→ **Data extracted from a collection**
........

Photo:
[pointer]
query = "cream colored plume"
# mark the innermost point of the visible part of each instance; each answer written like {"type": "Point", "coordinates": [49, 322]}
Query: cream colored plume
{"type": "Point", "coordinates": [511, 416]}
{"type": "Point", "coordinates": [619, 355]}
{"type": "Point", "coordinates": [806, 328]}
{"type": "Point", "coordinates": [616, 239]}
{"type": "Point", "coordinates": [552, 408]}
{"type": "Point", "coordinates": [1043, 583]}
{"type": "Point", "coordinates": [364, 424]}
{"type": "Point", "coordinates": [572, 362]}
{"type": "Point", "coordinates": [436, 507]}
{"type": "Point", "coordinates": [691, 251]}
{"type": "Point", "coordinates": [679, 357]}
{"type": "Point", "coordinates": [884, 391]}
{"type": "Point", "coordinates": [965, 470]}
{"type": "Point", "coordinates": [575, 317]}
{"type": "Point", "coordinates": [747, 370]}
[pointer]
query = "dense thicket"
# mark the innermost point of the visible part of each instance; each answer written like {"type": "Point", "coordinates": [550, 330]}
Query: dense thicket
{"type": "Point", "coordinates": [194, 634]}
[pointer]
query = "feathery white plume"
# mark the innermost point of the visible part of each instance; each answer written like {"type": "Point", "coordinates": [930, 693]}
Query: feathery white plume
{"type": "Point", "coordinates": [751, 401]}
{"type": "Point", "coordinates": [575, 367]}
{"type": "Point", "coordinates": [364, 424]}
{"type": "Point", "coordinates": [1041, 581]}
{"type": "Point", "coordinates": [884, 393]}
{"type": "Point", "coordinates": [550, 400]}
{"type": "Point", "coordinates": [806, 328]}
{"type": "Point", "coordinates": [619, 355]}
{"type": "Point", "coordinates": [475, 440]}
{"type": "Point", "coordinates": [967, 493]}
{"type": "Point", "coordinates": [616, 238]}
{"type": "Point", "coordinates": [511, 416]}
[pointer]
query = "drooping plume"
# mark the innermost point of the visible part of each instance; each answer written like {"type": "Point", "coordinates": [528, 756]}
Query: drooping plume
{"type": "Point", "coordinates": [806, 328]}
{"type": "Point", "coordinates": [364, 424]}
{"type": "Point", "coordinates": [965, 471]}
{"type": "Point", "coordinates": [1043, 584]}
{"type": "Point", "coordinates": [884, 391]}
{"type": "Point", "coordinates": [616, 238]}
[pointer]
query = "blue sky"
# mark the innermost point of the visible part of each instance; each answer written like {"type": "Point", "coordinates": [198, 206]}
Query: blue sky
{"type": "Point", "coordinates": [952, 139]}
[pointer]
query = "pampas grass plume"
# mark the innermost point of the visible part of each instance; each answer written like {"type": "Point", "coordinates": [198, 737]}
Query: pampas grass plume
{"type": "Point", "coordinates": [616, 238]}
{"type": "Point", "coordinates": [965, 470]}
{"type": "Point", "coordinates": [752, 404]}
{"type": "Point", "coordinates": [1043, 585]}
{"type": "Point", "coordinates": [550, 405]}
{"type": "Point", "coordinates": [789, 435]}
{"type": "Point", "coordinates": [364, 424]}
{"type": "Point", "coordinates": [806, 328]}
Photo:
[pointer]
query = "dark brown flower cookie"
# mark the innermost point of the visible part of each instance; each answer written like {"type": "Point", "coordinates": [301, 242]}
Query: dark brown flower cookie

........

→ **Problem description**
Set down the entries verbatim, leaving none out.

→ **Task solution**
Photo:
[pointer]
query = "cream colored plume"
# mark the innermost point of the visible part of each instance; each answer written like {"type": "Point", "coordinates": [49, 322]}
Query: cream colored plume
{"type": "Point", "coordinates": [511, 416]}
{"type": "Point", "coordinates": [619, 355]}
{"type": "Point", "coordinates": [806, 328]}
{"type": "Point", "coordinates": [616, 239]}
{"type": "Point", "coordinates": [552, 408]}
{"type": "Point", "coordinates": [1043, 583]}
{"type": "Point", "coordinates": [364, 424]}
{"type": "Point", "coordinates": [572, 362]}
{"type": "Point", "coordinates": [436, 507]}
{"type": "Point", "coordinates": [691, 251]}
{"type": "Point", "coordinates": [679, 357]}
{"type": "Point", "coordinates": [884, 391]}
{"type": "Point", "coordinates": [965, 470]}
{"type": "Point", "coordinates": [575, 317]}
{"type": "Point", "coordinates": [747, 370]}
[pointer]
query = "dense thicket"
# mark the innermost point of the visible part of each instance; each answer written like {"type": "Point", "coordinates": [550, 330]}
Query: dense thicket
{"type": "Point", "coordinates": [194, 634]}
[pointer]
query = "feathery white plume"
# mark the innermost point of the visible part of each instance; each answer written like {"type": "Point", "coordinates": [930, 693]}
Query: feathery white plume
{"type": "Point", "coordinates": [751, 401]}
{"type": "Point", "coordinates": [575, 367]}
{"type": "Point", "coordinates": [364, 424]}
{"type": "Point", "coordinates": [1041, 581]}
{"type": "Point", "coordinates": [884, 393]}
{"type": "Point", "coordinates": [550, 400]}
{"type": "Point", "coordinates": [806, 328]}
{"type": "Point", "coordinates": [619, 355]}
{"type": "Point", "coordinates": [475, 440]}
{"type": "Point", "coordinates": [967, 493]}
{"type": "Point", "coordinates": [616, 238]}
{"type": "Point", "coordinates": [511, 416]}
[pointer]
query = "drooping plume"
# mark the innermost point of the visible part of each instance; each answer written like {"type": "Point", "coordinates": [528, 756]}
Query: drooping plume
{"type": "Point", "coordinates": [806, 328]}
{"type": "Point", "coordinates": [364, 424]}
{"type": "Point", "coordinates": [965, 471]}
{"type": "Point", "coordinates": [1043, 584]}
{"type": "Point", "coordinates": [884, 391]}
{"type": "Point", "coordinates": [616, 238]}
[pointer]
query = "blue sky"
# mark the innermost point of the visible part of each instance; each answer written like {"type": "Point", "coordinates": [198, 206]}
Query: blue sky
{"type": "Point", "coordinates": [952, 139]}
[pointer]
query = "pampas grass plume"
# mark the innermost point of the visible part of each instance; each answer written like {"type": "Point", "coordinates": [198, 737]}
Query: pampas grass plume
{"type": "Point", "coordinates": [616, 238]}
{"type": "Point", "coordinates": [965, 470]}
{"type": "Point", "coordinates": [752, 404]}
{"type": "Point", "coordinates": [1043, 585]}
{"type": "Point", "coordinates": [550, 405]}
{"type": "Point", "coordinates": [789, 435]}
{"type": "Point", "coordinates": [364, 424]}
{"type": "Point", "coordinates": [806, 328]}
Photo:
[pointer]
query = "dark brown flower cookie"
# mark the innermost point of the visible part of each instance; each answer written like {"type": "Point", "coordinates": [301, 242]}
Query: dark brown flower cookie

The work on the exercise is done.